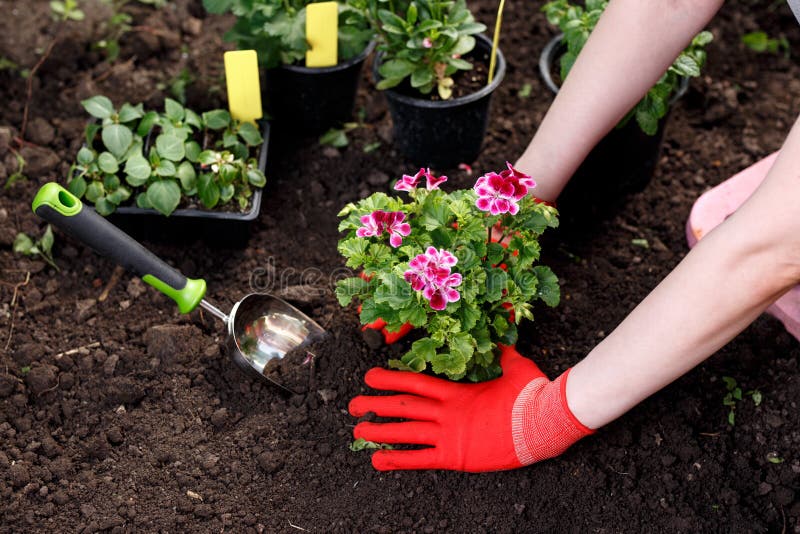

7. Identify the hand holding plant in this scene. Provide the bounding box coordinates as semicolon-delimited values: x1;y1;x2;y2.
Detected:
336;164;560;381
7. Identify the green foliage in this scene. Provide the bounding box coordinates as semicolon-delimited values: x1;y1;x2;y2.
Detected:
68;95;266;216
542;0;713;135
355;0;486;99
742;31;789;57
349;438;394;451
721;376;762;426
4;151;27;190
14;226;58;270
337;178;560;381
203;0;373;69
50;0;85;21
319;121;360;148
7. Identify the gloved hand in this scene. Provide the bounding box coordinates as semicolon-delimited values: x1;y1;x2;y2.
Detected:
349;345;594;472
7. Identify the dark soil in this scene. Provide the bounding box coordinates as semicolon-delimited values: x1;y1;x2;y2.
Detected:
1;1;799;532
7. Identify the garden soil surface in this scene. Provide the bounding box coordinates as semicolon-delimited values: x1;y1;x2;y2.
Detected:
1;1;800;532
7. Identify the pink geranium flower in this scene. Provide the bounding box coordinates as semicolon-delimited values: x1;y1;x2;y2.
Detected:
500;161;536;200
422;37;433;48
423;273;462;310
404;247;461;310
394;168;447;192
356;210;411;248
474;172;520;215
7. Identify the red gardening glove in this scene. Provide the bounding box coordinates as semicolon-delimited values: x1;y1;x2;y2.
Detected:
349;345;593;472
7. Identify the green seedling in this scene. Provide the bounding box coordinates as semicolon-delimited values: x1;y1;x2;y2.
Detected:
14;225;58;270
766;452;784;464
4;152;27;189
742;31;789;57
319;122;360;148
19;366;31;375
631;238;649;248
721;376;762;425
543;0;713;135
517;83;532;99
68;95;266;216
349;438;394;451
50;0;85;21
362;141;381;154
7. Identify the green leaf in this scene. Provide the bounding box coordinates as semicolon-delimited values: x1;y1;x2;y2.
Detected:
410;68;434;88
185;141;201;163
76;146;95;166
137;111;158;137
375;272;414;308
13;233;35;254
238;122;263;146
197;173;220;208
81;95;114;119
86;181;105;203
124;153;151;185
202;0;232;14
379;58;416;79
485;269;507;302
40;225;54;255
533;265;560;307
155;134;185;161
118;102;144;123
319;128;349;148
102;124;133;159
68;175;87;198
335;276;369;307
164;98;185;122
693;30;714;47
448;57;473;70
487;242;505;265
431;351;466;378
97;152;119;174
146;180;181;216
155;160;176;177
219;183;235;203
176;161;197;191
672;54;700;77
202;109;231;130
247;169;266;187
197;150;217;165
376;77;404;90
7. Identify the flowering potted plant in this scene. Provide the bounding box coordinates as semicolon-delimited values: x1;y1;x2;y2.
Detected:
356;0;505;168
67;95;268;245
336;164;559;381
203;0;374;137
541;0;713;222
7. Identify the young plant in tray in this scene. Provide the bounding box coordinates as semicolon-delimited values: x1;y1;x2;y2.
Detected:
202;0;373;68
356;0;486;99
68;96;266;216
543;0;713;134
336;165;560;381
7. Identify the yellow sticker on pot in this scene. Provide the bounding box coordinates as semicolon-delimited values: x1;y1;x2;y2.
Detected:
224;50;263;124
306;2;338;67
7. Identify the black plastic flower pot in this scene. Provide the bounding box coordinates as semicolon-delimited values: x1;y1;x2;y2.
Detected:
106;122;270;248
263;42;376;141
540;34;688;226
374;33;505;169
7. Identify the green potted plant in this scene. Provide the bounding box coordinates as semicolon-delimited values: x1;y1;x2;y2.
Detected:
67;95;268;245
540;0;713;222
336;164;560;381
203;0;374;137
359;0;505;168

_WHAT THE EXERCISE ASKS_
How many lines in the records contain the word "hand"? Answer with the number alone.

_EXERCISE RESPONSE_
2